ImageInnovation is a term I would have best described as being a problem solved. A need, known or unknown, and its solution i.e. the innovation.

But after listening to Steven Johnson speak on “Where Do Ideas Come From?” I am starting the process of restructuring my understanding of innovation.

Is innovation a multi dimensional term? Is it just cognitive? Perhaps not.

Originally, innovation was a solitary awakening, a moment that stood out from the moments that surrounded it. But when Johnson refers to terms such as “Intellectual Flowering” I start to think that solitary moments and solitary participants are no longer a necessary part of the definition. Flowering suggests “over a period of time”. Often flowers have no “spectacular necessity” as a bulb but once they gradually “grow” and “unfold” we find visual feasts, remarkable beauty, places for pollen, distractents for prey. They are multi faceted.

The original definition of Innovation is becoming clearer too in an alternate way. Innovation needs order in the disorder..strange as that may sound. When an environment is hectic with people communicating, there is a “chaos where ideas can come together (Johnson, 2010). When a “liquid network” of people from different backgrounds, different ideas and different interests share a common space, intellectual and physical,  we start to build a network of invigorating and inspiring conversations, and when we can have this sort of  “architecture of space” (Johnson, 2010) we can take away from the predictable outcomes that often arise from  singular, solitary cognitive processes.

**Given information**
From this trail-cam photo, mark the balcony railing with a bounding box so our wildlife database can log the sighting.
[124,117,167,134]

**Exercise instructions**
(1) Summarize the essay on innovation in two sentences.
(2) In the essay on innovation, what term does Johnson use for a group of people from different backgrounds, ideas and interests who share a common space?
(3) Write the next part of the essay on innovation, picking up after its final sentence.
The listing was taken from a separate source.

**Response list**
(1) The writer once described innovation as a problem solved, but hearing Steven Johnson speak on "Where Do Ideas Come From?" has begun to reshape that understanding. Johnson's notion of "intellectual flowering" suggests that innovation unfolds over time instead of arriving as a solitary moment, and that a "liquid network" of people with different backgrounds sharing a common space can move beyond the predictable outcomes of solitary cognitive processes.

(2) A "liquid network."

(3)
Johnson also discusses the term “hunch moments” as if they have magically appeared in an instant in time. Johnson suggests that hunch moments actually “incubate” over a longer period of time and refers to them as “Slow Hunch”.  I believe we can take this one step further and suggest that the incubation period doesn’t necessarily have to be a constant with just one person either. When someone has a “eureka moment” that it may be after someone else has had an investigative period of time, or an enquiring period of time, or a problem solving period of time, or even a “hunch moment”? And therefore , the  compounding of multiple hunch moments strangely becomes a singular hunch moment!

What is  cognitively arousing is the encouragement to share and associate thinking by many individuals as opposed to secretly “festering of an individual thought”. Johnson refers to this as “Connecting vs Protecting”. This is most definitely an attribute to encourage in any learning environment. The innovative energy is allowed to charge over a period of time and when it is released, the discharge can be more of a lightning strike than a “light bulb” moment!